··· Dataset records ···

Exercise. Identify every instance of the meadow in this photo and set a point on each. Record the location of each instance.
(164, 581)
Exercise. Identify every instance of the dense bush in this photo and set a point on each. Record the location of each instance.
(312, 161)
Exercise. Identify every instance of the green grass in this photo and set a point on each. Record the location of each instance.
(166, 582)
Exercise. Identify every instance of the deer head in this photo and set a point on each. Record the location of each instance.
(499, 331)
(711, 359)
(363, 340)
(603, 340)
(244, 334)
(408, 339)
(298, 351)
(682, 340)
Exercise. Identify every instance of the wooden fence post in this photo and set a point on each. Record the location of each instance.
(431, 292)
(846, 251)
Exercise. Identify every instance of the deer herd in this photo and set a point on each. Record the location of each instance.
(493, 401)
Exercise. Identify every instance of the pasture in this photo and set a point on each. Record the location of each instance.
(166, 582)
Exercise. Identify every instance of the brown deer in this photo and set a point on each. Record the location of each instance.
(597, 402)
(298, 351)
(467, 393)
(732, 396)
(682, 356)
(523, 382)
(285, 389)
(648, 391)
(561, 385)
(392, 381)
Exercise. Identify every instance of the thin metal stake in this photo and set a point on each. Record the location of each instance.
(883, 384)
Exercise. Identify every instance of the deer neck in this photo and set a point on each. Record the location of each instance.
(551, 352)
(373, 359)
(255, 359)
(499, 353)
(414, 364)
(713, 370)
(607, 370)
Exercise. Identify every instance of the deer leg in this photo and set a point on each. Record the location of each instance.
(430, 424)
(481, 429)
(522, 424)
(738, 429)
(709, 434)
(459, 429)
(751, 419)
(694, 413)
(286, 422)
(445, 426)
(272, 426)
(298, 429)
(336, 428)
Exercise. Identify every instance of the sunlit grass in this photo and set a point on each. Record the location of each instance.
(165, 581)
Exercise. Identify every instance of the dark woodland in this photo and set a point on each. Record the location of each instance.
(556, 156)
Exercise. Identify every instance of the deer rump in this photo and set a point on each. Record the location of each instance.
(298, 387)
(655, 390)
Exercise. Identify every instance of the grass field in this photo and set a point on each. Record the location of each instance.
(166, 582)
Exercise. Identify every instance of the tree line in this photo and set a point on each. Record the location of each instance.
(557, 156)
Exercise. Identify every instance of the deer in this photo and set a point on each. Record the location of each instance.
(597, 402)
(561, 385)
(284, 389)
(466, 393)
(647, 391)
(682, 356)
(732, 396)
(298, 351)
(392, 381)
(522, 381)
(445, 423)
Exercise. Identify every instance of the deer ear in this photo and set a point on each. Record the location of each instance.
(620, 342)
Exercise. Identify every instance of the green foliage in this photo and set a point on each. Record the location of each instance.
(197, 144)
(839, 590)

···

Copy the lines above once more, word for word.

Exercise. Identify every instance of the meadow in this photo and set a point on each. Record the location of each instance.
(164, 581)
Exercise. Identify every instance of the dense bush in this photo and set a point on each. Record the location of each instance.
(312, 161)
Exercise. Identify every instance of the green grass in this photo and set a point on each. Record the location of each instance.
(166, 582)
Exercise. Identify every instance of the deer head in this photo and set a point on each. Record the location of each instance.
(499, 331)
(711, 359)
(363, 340)
(603, 340)
(244, 334)
(408, 339)
(298, 351)
(682, 340)
Exercise. Identify every instance of the wooden fence post in this photo and set a point on each. Record the location of each instance.
(431, 292)
(846, 251)
Exercise. Identify every instance of the deer herd in this photo and set a point on each. Record the location of each instance.
(493, 401)
Exercise. Identify every instance of the pasture in this photo and set a point on each. Record the location of each instance.
(166, 582)
Exercise. Identify every instance of the brown deer in this photo and set a point on each. Record the location of each instance.
(597, 402)
(298, 351)
(467, 393)
(732, 396)
(682, 356)
(523, 382)
(285, 389)
(648, 391)
(561, 385)
(392, 381)
Exercise. Identify every instance of the thin metal stake in this photo and set a point on each. Record the location of each instance.
(883, 384)
Exercise. Identify every instance of the deer neck in this photo and set a point on each. Record the location of each instance.
(551, 352)
(373, 359)
(255, 359)
(499, 353)
(414, 364)
(713, 370)
(607, 370)
Exercise. Identify every instance of the deer leg in this photo and set a point on each. Record the location of each instance.
(430, 424)
(481, 429)
(522, 424)
(738, 429)
(709, 434)
(459, 429)
(751, 419)
(694, 413)
(286, 422)
(445, 426)
(272, 426)
(298, 429)
(336, 428)
Exercise. Identify every instance of the sunlit grass in this photo and set a point on each. Record the location of each instance.
(165, 581)
Exercise. Identify every instance of the dark woodland in this photo and set a point on each. Record the location of each instance.
(556, 156)
Exercise. Identify every instance of the deer rump in this photo and set a point on each. Record the location of each instance.
(298, 387)
(655, 390)
Exercise. Identify every instance of the grass field in this photo and set a point on each. Record the location of each instance.
(166, 582)
Exercise. Identify every instance of the tree line in this photo and set a point on each. Record the location of each instance.
(557, 156)
Exercise. Identify every instance of the deer in this photo and set a point on each. Record the location of each instance.
(597, 402)
(561, 385)
(284, 389)
(466, 393)
(647, 391)
(682, 356)
(732, 396)
(298, 351)
(392, 381)
(522, 381)
(445, 423)
Exercise. Identify every instance of the deer ear in this photo and set a point on each. Record the location of each instance.
(620, 342)
Exercise. Identify every instance of the green foliage in this photo and set a point on each. Record the location of each instance.
(197, 144)
(839, 590)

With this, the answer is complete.